* **What the task asks**
The lines of the records that include "coffee" should all be copied.

* **Records supplied**

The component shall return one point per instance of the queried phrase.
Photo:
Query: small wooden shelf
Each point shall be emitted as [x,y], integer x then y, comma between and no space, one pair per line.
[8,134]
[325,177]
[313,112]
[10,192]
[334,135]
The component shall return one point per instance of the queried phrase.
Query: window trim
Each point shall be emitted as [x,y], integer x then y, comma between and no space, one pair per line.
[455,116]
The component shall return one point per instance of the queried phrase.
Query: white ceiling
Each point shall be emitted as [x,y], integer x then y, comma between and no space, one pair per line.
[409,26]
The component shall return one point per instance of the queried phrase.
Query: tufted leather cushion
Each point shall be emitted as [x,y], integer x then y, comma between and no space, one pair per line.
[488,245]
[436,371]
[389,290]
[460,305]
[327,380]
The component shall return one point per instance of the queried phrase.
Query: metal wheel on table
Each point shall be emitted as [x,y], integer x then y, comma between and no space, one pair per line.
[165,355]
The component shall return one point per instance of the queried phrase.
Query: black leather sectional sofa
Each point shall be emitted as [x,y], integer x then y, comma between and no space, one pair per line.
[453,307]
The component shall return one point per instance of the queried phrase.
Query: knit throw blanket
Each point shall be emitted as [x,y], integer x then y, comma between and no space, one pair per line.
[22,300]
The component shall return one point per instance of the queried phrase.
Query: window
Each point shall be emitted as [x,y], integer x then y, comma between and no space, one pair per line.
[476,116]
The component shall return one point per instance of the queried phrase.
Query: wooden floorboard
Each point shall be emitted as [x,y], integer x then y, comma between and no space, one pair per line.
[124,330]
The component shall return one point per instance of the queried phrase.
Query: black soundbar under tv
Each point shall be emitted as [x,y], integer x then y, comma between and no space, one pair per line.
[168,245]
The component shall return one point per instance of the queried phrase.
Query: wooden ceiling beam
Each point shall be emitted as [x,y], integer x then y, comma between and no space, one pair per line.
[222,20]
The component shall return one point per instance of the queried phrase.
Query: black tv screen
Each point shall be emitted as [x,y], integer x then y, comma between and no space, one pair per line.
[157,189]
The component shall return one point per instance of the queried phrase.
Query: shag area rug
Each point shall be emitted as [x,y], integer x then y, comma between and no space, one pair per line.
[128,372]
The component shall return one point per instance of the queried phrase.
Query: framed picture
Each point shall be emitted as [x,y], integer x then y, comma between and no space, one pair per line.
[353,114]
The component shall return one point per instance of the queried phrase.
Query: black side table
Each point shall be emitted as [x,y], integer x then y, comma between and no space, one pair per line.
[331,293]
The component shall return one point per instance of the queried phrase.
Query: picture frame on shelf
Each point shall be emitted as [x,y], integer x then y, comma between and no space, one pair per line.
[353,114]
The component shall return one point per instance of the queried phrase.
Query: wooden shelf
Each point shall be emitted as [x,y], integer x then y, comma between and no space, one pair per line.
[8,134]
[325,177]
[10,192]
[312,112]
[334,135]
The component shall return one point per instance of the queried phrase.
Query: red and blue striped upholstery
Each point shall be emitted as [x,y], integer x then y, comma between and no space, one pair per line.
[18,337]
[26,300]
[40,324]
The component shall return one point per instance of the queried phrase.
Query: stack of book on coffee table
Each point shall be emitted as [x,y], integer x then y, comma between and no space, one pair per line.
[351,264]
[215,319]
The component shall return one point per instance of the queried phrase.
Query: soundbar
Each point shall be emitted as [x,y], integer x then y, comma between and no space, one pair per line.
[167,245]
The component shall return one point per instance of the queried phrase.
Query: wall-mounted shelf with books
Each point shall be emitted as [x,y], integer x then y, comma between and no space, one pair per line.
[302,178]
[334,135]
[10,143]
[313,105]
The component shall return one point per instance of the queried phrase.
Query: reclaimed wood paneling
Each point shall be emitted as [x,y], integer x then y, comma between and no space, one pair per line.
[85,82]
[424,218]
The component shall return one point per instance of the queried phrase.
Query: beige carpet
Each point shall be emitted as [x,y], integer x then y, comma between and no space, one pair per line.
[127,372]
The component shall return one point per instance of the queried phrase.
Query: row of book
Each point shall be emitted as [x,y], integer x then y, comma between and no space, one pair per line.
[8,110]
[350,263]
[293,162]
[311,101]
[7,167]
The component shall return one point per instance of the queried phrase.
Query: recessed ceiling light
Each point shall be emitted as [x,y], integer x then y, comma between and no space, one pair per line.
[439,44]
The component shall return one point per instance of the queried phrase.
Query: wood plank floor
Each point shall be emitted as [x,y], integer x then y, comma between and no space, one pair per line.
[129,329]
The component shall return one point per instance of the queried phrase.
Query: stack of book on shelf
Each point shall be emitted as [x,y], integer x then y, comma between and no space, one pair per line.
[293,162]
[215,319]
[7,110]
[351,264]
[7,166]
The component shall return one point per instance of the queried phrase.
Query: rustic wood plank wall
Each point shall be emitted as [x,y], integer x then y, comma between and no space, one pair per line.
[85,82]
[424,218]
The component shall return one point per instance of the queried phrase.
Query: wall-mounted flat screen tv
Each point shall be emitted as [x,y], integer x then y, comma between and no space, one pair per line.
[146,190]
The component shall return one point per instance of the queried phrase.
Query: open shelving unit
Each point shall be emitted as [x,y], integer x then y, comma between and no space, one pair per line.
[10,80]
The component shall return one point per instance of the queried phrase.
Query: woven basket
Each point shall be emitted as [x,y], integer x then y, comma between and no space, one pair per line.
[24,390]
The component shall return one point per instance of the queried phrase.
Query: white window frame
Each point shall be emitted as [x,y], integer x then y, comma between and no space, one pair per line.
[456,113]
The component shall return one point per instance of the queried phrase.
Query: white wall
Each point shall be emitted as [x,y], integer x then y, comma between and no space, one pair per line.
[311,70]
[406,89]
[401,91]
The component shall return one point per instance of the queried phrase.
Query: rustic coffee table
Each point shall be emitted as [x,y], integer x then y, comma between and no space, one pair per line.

* **Response area**
Query: stack of book on coffee table
Query: rustic coffee table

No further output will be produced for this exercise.